HOW TO COMPLETE THIS TASK: The records below are to be set down again exactly, with the pictures left out.
[DATA FOR REVIEW — start]
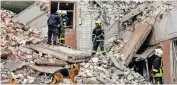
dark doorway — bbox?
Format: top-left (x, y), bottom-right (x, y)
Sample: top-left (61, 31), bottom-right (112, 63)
top-left (50, 1), bottom-right (74, 27)
top-left (50, 1), bottom-right (58, 14)
top-left (59, 3), bottom-right (74, 10)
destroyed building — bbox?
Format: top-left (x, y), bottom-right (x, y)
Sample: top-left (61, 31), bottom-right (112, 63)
top-left (1, 0), bottom-right (177, 84)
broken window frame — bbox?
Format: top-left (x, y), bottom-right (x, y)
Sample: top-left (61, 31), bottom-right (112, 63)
top-left (171, 38), bottom-right (177, 82)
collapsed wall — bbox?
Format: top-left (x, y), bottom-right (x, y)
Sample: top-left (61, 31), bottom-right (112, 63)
[DATA FOR REVIEW — finish]
WRITTEN SOLUTION:
dark doorway — bbox?
Format: top-left (x, y), bottom-right (x, y)
Sample: top-left (61, 31), bottom-right (112, 63)
top-left (50, 1), bottom-right (74, 27)
top-left (50, 1), bottom-right (58, 14)
top-left (59, 3), bottom-right (74, 10)
destroyed building — bbox?
Format: top-left (x, y), bottom-right (x, y)
Sample: top-left (61, 31), bottom-right (112, 63)
top-left (1, 0), bottom-right (177, 84)
broken window frame — bbox?
Format: top-left (x, y), bottom-right (x, y)
Sample: top-left (61, 31), bottom-right (112, 63)
top-left (171, 38), bottom-right (177, 82)
collapsed wall — bbox?
Format: top-left (x, y), bottom-right (x, y)
Sample: top-left (61, 31), bottom-right (112, 63)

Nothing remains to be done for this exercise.